>> begin Stored data

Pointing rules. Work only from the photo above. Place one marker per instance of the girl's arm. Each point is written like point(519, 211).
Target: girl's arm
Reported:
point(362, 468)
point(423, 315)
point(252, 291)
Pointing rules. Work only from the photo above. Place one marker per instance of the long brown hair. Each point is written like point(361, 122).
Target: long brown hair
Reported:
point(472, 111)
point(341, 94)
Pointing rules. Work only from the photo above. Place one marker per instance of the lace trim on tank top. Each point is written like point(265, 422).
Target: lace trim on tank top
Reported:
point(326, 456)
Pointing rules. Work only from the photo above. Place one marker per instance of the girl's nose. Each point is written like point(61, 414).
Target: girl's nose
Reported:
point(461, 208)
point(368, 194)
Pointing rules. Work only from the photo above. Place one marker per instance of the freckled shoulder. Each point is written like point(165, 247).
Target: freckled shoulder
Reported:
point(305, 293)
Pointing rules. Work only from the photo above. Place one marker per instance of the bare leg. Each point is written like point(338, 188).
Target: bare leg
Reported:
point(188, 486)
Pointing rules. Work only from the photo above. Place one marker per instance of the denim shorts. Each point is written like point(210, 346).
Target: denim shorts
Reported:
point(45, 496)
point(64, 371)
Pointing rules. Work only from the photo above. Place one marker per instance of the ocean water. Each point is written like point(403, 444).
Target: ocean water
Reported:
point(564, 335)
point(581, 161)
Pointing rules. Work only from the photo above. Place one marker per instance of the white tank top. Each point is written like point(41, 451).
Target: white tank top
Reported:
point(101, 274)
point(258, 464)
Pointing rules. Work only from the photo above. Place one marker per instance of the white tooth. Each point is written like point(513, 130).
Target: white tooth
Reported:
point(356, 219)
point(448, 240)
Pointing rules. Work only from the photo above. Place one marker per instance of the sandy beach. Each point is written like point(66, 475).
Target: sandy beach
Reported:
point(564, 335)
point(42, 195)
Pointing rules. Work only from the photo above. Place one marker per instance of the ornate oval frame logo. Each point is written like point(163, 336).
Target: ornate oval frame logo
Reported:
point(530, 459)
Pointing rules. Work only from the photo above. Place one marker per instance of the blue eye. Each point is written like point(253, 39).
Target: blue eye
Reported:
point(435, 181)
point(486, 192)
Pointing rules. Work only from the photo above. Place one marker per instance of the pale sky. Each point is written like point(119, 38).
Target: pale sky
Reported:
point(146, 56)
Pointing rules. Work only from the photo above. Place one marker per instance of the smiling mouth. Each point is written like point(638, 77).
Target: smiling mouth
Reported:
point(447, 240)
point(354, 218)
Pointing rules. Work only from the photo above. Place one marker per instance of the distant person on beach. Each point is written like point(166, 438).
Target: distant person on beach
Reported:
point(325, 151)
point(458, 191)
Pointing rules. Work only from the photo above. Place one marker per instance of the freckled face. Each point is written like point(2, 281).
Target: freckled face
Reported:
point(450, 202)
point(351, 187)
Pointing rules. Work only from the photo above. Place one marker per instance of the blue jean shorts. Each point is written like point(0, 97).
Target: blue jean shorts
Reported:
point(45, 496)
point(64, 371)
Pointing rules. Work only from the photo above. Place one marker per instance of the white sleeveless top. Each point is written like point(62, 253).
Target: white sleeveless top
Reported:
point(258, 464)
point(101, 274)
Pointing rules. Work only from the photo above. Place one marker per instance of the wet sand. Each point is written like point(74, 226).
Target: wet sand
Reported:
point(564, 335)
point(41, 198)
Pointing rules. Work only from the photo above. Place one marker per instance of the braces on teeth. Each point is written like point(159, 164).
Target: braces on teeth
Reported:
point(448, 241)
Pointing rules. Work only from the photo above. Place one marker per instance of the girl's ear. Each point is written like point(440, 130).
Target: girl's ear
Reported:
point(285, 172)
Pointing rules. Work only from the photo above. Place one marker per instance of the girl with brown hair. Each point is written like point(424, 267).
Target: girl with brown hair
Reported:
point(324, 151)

>> end Stored data
>> begin Stored data

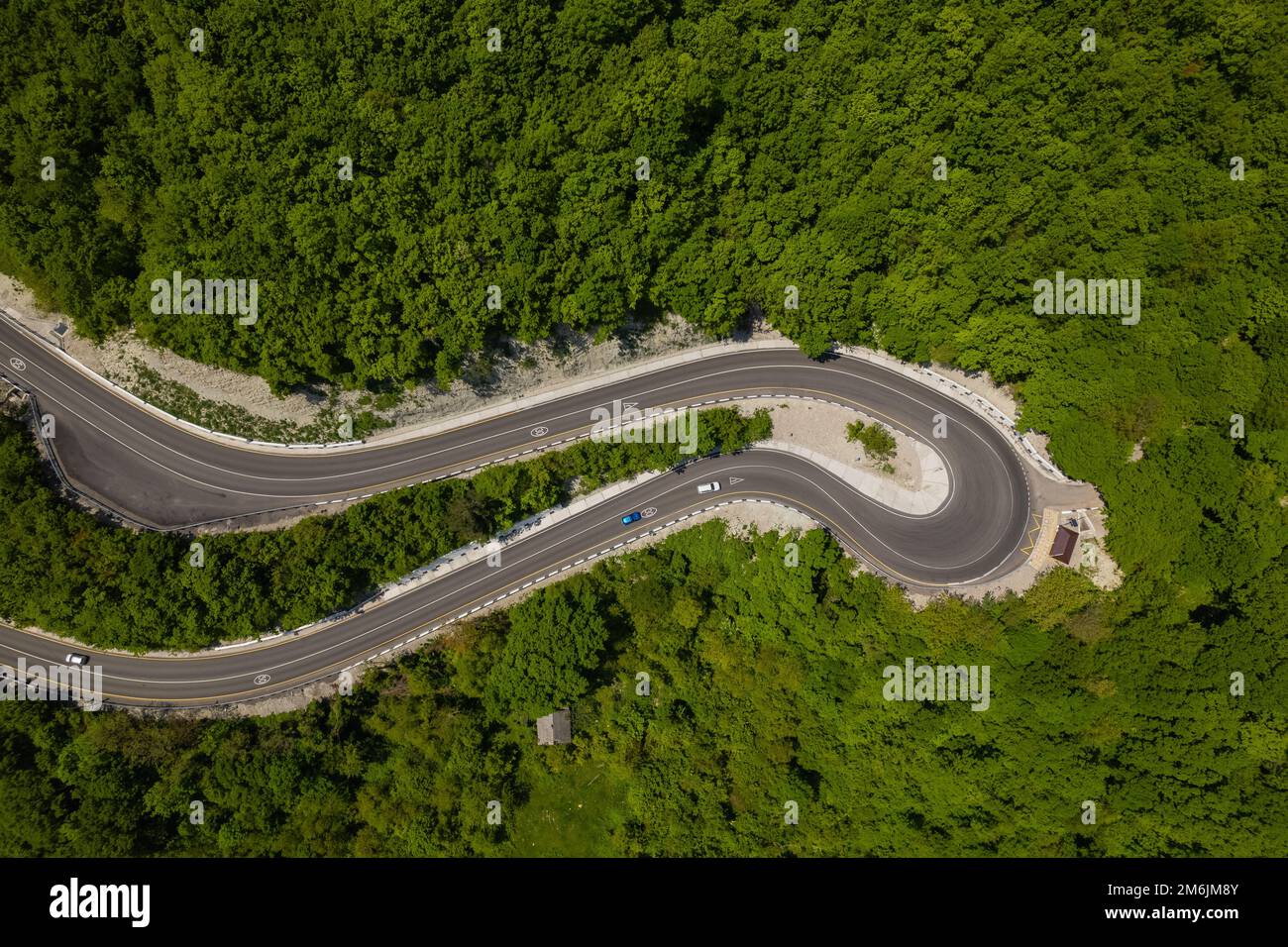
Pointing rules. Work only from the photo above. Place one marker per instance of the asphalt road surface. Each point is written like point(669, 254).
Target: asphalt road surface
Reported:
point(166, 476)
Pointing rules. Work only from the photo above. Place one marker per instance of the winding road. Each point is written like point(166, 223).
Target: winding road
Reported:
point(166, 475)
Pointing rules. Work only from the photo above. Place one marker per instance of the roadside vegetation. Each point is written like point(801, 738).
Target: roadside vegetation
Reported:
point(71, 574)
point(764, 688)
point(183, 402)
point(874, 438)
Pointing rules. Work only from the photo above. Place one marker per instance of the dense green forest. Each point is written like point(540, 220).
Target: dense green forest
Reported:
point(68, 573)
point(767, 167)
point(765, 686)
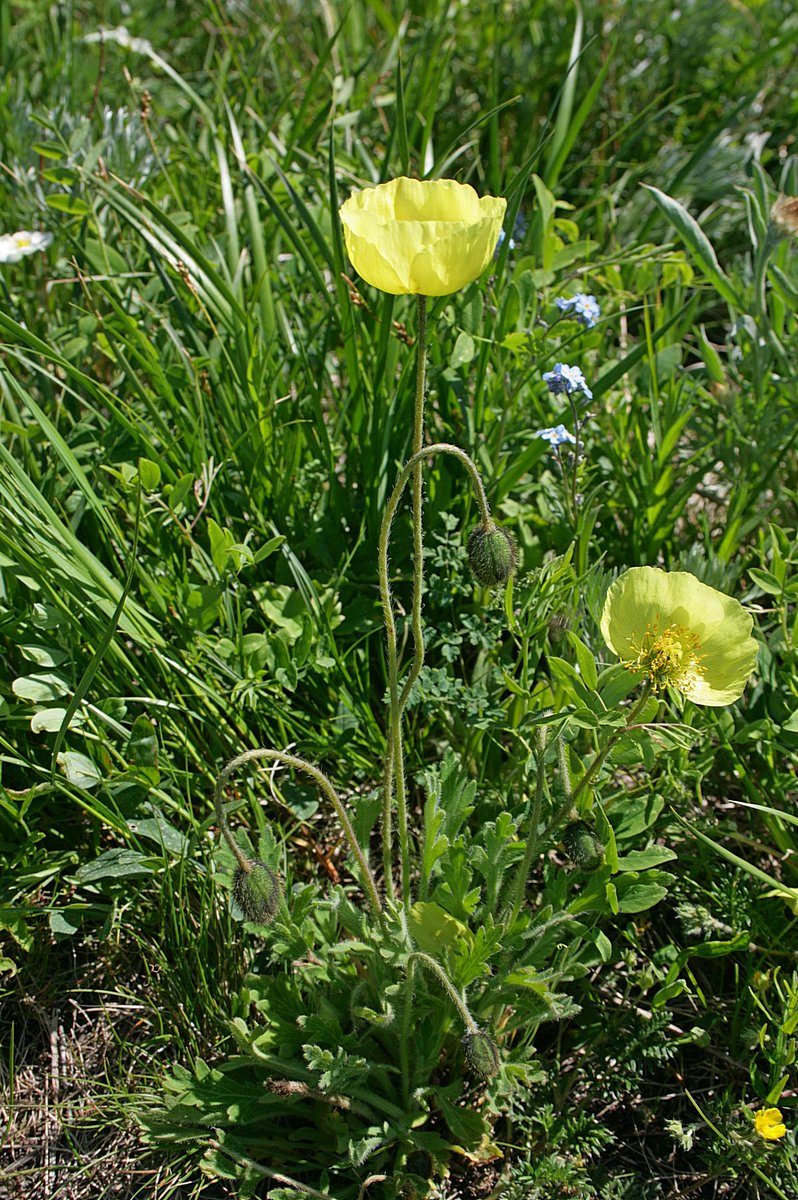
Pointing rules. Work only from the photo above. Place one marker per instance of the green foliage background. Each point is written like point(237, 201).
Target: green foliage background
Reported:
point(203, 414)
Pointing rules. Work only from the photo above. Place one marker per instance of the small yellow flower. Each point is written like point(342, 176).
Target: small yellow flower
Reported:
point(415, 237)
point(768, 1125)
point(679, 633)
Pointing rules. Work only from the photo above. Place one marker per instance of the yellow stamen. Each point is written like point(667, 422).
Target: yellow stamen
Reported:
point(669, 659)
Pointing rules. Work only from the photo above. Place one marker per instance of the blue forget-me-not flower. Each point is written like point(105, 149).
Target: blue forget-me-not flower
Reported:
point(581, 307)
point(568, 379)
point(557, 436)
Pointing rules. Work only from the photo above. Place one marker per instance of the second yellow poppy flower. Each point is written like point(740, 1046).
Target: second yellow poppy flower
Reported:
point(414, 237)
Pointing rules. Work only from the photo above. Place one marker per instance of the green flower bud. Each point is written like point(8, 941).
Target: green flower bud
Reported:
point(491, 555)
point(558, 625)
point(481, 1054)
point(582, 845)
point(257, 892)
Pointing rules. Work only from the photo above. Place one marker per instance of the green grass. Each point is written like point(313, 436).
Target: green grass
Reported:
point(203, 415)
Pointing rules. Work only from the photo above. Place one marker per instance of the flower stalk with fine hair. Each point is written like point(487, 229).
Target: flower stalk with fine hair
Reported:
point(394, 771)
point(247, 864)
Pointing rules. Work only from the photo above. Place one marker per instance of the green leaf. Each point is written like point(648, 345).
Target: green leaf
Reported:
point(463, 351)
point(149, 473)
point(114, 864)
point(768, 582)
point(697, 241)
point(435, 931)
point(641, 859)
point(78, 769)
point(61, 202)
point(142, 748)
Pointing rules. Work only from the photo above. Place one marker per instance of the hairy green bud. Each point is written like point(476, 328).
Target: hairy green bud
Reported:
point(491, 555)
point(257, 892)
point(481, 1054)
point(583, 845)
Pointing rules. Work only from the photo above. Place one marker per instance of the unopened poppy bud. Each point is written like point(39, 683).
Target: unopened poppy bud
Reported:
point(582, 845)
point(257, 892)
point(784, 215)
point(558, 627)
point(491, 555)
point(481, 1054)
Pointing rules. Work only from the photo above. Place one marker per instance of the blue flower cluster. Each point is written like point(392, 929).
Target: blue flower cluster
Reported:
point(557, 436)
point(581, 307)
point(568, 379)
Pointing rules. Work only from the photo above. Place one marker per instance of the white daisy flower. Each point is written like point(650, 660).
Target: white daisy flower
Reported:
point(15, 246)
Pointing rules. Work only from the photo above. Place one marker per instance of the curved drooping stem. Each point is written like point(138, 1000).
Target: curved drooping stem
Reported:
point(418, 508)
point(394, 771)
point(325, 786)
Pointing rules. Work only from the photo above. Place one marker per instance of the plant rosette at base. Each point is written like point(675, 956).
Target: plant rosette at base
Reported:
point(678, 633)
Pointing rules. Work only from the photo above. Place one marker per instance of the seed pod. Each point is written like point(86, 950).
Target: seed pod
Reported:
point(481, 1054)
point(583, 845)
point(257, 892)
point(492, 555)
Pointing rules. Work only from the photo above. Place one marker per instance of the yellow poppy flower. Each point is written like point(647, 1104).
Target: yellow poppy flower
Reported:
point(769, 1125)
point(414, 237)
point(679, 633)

>> end Stored data

What you need to do - Print the lines from the one containing "like point(338, 188)." up to and including the one containing "point(188, 486)", reproducing each character as it appears.

Solution to this exercise -
Pointing rules. Work only from the photo above. Place one marker per instance of the bare leg. Each point is written like point(338, 188).
Target: bare leg
Reported:
point(188, 486)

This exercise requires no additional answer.